▶

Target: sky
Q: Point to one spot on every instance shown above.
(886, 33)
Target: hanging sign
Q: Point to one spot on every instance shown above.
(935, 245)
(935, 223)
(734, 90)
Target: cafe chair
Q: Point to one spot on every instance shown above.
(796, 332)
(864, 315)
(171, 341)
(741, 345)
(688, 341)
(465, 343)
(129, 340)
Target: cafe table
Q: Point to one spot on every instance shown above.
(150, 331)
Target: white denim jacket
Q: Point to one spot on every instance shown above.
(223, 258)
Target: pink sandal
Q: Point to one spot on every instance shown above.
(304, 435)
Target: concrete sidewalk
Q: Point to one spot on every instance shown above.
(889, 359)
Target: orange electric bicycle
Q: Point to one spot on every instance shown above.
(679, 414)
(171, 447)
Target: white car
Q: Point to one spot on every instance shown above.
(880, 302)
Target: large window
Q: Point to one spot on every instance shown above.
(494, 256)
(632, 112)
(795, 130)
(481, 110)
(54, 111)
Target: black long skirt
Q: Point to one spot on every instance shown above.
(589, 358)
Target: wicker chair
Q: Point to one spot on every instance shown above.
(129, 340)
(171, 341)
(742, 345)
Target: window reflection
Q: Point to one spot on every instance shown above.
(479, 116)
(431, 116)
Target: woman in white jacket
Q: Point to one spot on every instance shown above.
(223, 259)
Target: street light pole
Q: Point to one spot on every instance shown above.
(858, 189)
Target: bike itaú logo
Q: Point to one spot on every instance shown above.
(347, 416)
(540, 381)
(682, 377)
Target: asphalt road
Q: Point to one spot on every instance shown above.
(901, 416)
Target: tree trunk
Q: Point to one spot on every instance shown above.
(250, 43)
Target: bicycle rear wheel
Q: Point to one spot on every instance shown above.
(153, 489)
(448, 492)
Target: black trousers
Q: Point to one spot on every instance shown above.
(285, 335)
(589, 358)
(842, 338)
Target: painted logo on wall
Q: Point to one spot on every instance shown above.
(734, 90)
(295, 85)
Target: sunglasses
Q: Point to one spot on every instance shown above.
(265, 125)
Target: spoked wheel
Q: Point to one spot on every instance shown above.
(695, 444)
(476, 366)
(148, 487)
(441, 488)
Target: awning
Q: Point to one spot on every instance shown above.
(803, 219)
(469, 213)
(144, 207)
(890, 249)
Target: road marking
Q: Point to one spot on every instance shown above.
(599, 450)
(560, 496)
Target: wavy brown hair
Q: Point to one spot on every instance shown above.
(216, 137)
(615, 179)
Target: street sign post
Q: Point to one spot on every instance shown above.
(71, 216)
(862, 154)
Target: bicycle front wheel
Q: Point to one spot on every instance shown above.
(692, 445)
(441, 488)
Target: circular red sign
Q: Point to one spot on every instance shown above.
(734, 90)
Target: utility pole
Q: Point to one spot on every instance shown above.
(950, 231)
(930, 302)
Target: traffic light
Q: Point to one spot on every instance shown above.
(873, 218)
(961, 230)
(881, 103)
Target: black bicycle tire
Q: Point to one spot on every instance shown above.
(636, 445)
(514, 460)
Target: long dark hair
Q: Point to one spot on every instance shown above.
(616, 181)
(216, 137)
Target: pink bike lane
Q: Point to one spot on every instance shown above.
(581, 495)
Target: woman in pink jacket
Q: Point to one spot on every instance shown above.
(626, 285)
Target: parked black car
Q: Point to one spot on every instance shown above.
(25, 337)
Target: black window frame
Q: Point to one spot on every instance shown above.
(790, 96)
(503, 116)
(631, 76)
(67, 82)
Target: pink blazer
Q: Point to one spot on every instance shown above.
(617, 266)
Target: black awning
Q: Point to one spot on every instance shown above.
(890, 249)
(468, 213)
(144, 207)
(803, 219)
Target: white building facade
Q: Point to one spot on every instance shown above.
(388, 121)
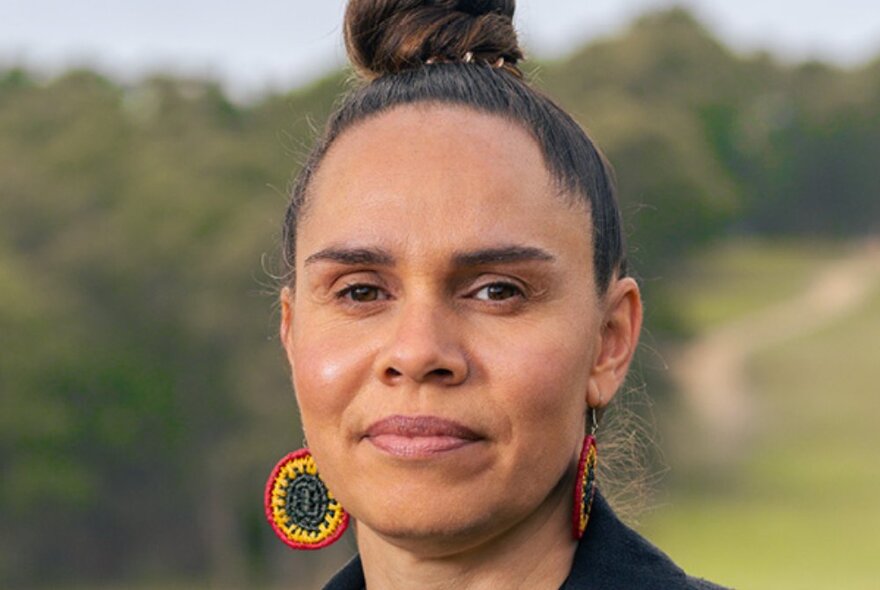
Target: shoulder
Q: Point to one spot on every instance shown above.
(613, 556)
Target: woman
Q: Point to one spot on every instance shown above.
(457, 313)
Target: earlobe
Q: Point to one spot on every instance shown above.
(286, 301)
(617, 343)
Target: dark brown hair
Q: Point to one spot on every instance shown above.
(463, 52)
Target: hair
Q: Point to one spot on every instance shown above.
(466, 53)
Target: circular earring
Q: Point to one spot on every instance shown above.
(585, 484)
(299, 507)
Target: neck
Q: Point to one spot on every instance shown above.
(535, 553)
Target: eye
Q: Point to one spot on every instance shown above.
(362, 293)
(498, 292)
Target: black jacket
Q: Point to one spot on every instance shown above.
(611, 556)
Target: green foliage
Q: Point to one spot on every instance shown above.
(143, 396)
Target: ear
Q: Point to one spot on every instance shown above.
(618, 338)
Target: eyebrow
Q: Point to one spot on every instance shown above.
(503, 255)
(484, 256)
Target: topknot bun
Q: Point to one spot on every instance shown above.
(388, 36)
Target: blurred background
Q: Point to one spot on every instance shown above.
(146, 149)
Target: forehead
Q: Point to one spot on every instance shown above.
(436, 175)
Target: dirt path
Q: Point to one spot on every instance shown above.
(712, 373)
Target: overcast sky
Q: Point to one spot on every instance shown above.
(256, 44)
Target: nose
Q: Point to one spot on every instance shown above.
(424, 346)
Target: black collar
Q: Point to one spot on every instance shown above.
(611, 556)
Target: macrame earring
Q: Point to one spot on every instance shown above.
(585, 485)
(300, 508)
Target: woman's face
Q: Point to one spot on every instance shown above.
(444, 330)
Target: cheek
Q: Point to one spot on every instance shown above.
(544, 386)
(327, 373)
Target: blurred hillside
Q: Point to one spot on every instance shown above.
(144, 398)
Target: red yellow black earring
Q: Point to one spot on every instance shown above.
(585, 485)
(302, 511)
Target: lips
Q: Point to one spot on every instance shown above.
(419, 436)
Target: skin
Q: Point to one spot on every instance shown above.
(436, 278)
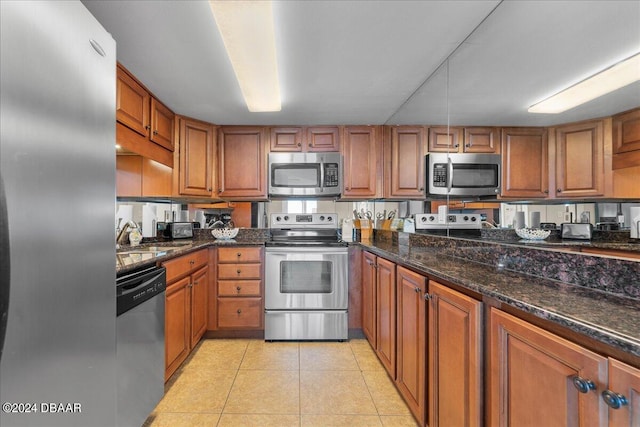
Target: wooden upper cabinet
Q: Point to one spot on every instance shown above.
(144, 125)
(535, 376)
(162, 124)
(405, 162)
(132, 103)
(579, 160)
(626, 139)
(443, 139)
(242, 162)
(362, 157)
(197, 155)
(311, 139)
(286, 139)
(481, 140)
(455, 358)
(525, 163)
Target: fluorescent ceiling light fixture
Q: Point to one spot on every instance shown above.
(618, 75)
(248, 33)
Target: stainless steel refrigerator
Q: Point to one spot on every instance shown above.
(57, 170)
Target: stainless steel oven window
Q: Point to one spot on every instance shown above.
(306, 277)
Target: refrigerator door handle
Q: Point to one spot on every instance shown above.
(5, 266)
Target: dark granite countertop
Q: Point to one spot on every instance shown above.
(134, 257)
(605, 317)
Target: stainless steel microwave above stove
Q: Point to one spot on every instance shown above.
(464, 174)
(305, 174)
(306, 279)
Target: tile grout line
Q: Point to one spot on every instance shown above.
(233, 383)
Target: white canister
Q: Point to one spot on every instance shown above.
(347, 230)
(634, 213)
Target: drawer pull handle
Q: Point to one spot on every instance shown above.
(583, 385)
(614, 400)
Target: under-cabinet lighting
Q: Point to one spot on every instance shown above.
(616, 76)
(248, 33)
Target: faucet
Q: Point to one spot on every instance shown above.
(120, 238)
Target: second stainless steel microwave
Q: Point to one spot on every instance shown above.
(463, 175)
(305, 174)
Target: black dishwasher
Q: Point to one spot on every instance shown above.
(139, 343)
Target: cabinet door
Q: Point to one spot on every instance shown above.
(455, 358)
(481, 140)
(196, 158)
(162, 120)
(132, 103)
(242, 163)
(369, 297)
(412, 342)
(532, 375)
(199, 303)
(444, 140)
(362, 154)
(286, 139)
(176, 325)
(386, 315)
(323, 138)
(240, 313)
(405, 175)
(580, 160)
(624, 383)
(525, 170)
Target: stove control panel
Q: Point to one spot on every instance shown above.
(292, 220)
(458, 221)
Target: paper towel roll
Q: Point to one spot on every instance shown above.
(518, 220)
(634, 213)
(534, 219)
(149, 219)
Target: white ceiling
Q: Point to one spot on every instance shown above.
(376, 62)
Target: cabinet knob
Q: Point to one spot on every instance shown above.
(583, 385)
(614, 400)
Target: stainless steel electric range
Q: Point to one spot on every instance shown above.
(306, 279)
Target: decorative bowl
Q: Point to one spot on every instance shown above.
(532, 233)
(224, 233)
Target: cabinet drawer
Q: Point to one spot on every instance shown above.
(239, 271)
(250, 254)
(242, 288)
(185, 264)
(240, 313)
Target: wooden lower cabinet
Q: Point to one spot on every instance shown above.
(386, 314)
(533, 375)
(186, 302)
(624, 386)
(239, 288)
(455, 358)
(411, 339)
(369, 309)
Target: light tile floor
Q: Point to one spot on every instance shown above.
(255, 383)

◀

What is required: Transcribe only the trailing portion of the entries above: the line that contains "Target: drawer pull handle" and each line after it.

Response:
Target: drawer pull handle
Q: Point to one spot on every instance shown above.
(583, 385)
(614, 400)
Target: under-cabinet lighting
Q: Point to one spot on every instance shown above.
(616, 76)
(248, 33)
Target: faucet
Q: Point to one spot on every instance shown above.
(120, 238)
Target: second stainless steel microwave
Q: Point to one spot on every instance shown above.
(463, 175)
(305, 174)
Target: black dishwasher
Q: Point to one spot on every instance shown above.
(139, 343)
Target: cabinet door
Q: Point to one spot on every instance shown above.
(455, 358)
(481, 140)
(196, 158)
(162, 120)
(132, 103)
(242, 163)
(369, 297)
(412, 342)
(532, 375)
(199, 303)
(444, 140)
(362, 154)
(286, 139)
(176, 325)
(386, 315)
(323, 138)
(240, 313)
(405, 175)
(580, 160)
(624, 383)
(525, 170)
Target: stove control panel
Q: Point to one spot on every instance shown above.
(292, 220)
(458, 221)
Target: paper towel roll
Q: Point to one spot on every instance shown above.
(518, 220)
(634, 213)
(534, 219)
(149, 219)
Target: white ceiling
Q: Point to one spot on every instance shown above.
(376, 62)
Target: cabinet knob
Q: Point to one spot on every instance shown above.
(583, 385)
(614, 400)
Target: stainless steel electric range
Q: Point to one spot on every instance shown above.
(306, 279)
Target: decorative bowl
Q: Point to one spot on every instance shown above.
(532, 233)
(224, 233)
Target: cabinet drawer
Q: Point to one spot on every instance shown above.
(239, 271)
(250, 254)
(242, 288)
(185, 264)
(240, 313)
Target: wooden lower cabinet
Q: Point to one spot on every instance shown above.
(386, 314)
(533, 375)
(186, 302)
(624, 386)
(239, 288)
(455, 358)
(411, 339)
(369, 309)
Target: light tile floor
Q: Point to one spot on every instance shown above.
(255, 383)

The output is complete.